- **Aufgabe 1**
Gib aus dem unten stehenden Interviewauszug über die Deportation der Wolgadeutschen den Abschnitt von „Ich glaube, das“ bis einschließlich „Angehörige kleinerer Nationen.“ wortgetreu aus.

- **Ausgewählter Auszug**
○ ○ ○ ○

Als der Erlass am 30. August veröffentlicht wurde, verbreitete sich die Information wie ein Lauffeuer. Auch unsere Nachbarn, mit denen wir in der Wolgarepublik lebten – Russen und Angehörige anderer Nationen – waren völlig konsterniert. Ich erinnere mich noch, dass die Menschen, die mit uns zusammenlebten und ihr Brot verdienten, völlig verschreckt waren wegen der Beschuldigungen in dem Erlass. Alle waren sehr, sehr bekümmert. Doch es gab kein Aufbegehren, keine Demonstrationen gegen die Sowjetmacht, auch bei uns im Wolgadeutschen Rundfunk geschah nichts.

Es gab nicht den geringsten Ansatz von Widerstand?

Ich glaube, das Thema war tabu. Es stand ja nicht im Erlass, wohin wir umgesiedelt werden sollten. Im Übrigen war völlig ausgeschlossen, dass jemand sich der Deportation widersetzte. Die Hauptstadt Engels und die meisten Dörfer der Republik waren besetzt von NKWD-Leuten.

Wie war damals das Verhältnis zwischen deutschen und anderen Einwohnern der Wolgarepublik?

Es war ein durch und durch friedliches Zusammenleben. Jedenfalls kann ich mich nicht an irgendwelche Spannungen zwischen den Nationen erinnern. Unsere Nachbarn in der Wolgarepublik waren zumeist Russen, aber es gab auch Angehörige kleinerer Nationen.

Was verband Sie?

Ein gemeinsames Schicksal. Als in der Zeit der Entkulakisierung die wohlhabenden Bauern enteignet und verjagt wurden, gab es sowohl russische als auch deutsche Bauern unter den Opfern. Sie haben also in gleicher Weise gelitten. Bei den Deutschen herrschte zugegebenermaßen eine gewisse Distanz zu den anderen Nationen. Die Russen galten als etwas rückständig. Wir hatten beispielsweise fünf Hochschulen in der Wolgarepublik, während russische Studenten ziemlich weit reisen mussten, um studieren zu können. Doch das war nebensächlich.

Als die Deportation begann – in der Nacht zum 3. September verließen die ersten 50 Waggons mit je 50 eingepferchten Menschen die Stadt Engels – da standen unsere Freunde und Nachbarn, Russen und andere, beiseite, winkten uns verzweifelt zu – und weinten.

Fühlten Sie, wie Ihnen von Stalin ja vorgeworfen wurde, irgendwelche Sympathien für die vorrückende deutsche Wehrmacht?

Meine Altersgenossen und ich waren allesamt im Sinne der Partei als Komsomolzen erzogen worden, und wir hatten nur eins im Sinn: diesen verdammten Krieg zu beenden. Die wehrpflichtigen jungen Wolgadeutschen meldeten sich deshalb fast ausnahmslos an die Front – nicht weil sie dem sowjetischen Staat so ergeben waren, nein, wir wollten glühenden Herzens gegen Hitlerdeutschland marschieren, denn der Vormarsch der deutschen Truppen machte uns allen Angst.

Wurde der Einsatz gewürdigt?

○ ○ ○ ○

- **Extrahierte Angaben**
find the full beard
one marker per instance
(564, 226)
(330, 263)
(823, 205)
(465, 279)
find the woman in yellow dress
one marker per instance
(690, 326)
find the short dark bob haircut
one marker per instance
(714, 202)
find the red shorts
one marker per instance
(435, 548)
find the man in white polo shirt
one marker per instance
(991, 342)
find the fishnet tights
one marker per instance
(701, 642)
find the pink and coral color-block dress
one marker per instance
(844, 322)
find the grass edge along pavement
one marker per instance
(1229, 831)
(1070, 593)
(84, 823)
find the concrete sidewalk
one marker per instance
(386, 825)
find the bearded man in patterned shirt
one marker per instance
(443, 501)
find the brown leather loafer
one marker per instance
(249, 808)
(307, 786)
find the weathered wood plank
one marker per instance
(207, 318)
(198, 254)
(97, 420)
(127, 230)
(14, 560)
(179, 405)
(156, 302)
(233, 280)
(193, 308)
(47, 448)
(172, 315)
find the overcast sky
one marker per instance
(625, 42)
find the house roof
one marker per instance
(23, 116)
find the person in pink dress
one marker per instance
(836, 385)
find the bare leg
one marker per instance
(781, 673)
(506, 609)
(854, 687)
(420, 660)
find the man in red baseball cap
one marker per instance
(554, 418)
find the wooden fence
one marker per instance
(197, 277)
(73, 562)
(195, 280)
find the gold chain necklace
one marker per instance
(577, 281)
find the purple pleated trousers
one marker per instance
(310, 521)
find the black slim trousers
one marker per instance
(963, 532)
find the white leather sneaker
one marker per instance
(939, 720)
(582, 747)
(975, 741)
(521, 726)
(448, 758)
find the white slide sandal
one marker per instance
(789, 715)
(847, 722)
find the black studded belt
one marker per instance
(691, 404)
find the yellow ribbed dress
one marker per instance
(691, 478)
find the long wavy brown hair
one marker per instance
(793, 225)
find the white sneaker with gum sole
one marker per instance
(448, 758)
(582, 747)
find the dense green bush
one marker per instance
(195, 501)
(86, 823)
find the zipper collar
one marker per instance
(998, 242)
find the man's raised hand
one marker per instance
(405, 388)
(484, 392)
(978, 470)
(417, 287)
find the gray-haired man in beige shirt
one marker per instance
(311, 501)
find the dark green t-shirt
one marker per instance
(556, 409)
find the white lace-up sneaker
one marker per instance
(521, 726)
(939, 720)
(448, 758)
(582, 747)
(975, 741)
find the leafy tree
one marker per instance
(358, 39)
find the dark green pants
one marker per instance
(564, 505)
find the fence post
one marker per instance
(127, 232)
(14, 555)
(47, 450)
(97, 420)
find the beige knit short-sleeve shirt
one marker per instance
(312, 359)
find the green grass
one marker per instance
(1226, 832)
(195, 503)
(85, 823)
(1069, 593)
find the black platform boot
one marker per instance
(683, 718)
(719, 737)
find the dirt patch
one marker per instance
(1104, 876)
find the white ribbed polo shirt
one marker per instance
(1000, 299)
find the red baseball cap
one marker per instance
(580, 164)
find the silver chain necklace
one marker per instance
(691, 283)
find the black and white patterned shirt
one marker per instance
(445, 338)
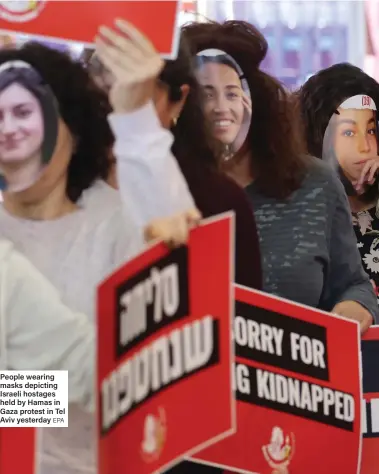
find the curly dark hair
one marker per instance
(29, 78)
(82, 106)
(322, 94)
(274, 137)
(192, 138)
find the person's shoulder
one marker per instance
(322, 174)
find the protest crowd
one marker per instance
(106, 155)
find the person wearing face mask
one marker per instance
(304, 259)
(28, 126)
(226, 104)
(72, 226)
(344, 133)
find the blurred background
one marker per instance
(304, 35)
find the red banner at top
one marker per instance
(78, 21)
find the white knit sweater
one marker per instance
(76, 252)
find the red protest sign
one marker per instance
(78, 21)
(17, 450)
(164, 339)
(370, 412)
(298, 386)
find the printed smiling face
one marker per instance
(21, 125)
(355, 140)
(222, 100)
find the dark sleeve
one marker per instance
(346, 279)
(214, 194)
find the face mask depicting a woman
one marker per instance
(225, 102)
(351, 143)
(26, 106)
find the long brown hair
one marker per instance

○ ○ ○ ○

- **Aufgabe 2**
Sammle aus den Datensätzen oben jede Zeile, in der die Zeichenfolge „dress“ vorkommt, und gib sie unverändert wieder. Achte dabei auf Groß- und Kleinschreibung.

- **Antwort 1**
Ich glaube, das Thema war tabu. Es stand ja nicht im Erlass, wohin wir umgesiedelt werden sollten. Im Übrigen war völlig ausgeschlossen, dass jemand sich der Deportation widersetzte. Die Hauptstadt Engels und die meisten Dörfer der Republik waren besetzt von NKWD-Leuten.

Wie war damals das Verhältnis zwischen deutschen und anderen Einwohnern der Wolgarepublik?

Es war ein durch und durch friedliches Zusammenleben. Jedenfalls kann ich mich nicht an irgendwelche Spannungen zwischen den Nationen erinnern. Unsere Nachbarn in der Wolgarepublik waren zumeist Russen, aber es gab auch Angehörige kleinerer Nationen.

- **Antwort 2**
find the woman in yellow dress
find the pink and coral color-block dress
find the person in pink dress
find the yellow ribbed dress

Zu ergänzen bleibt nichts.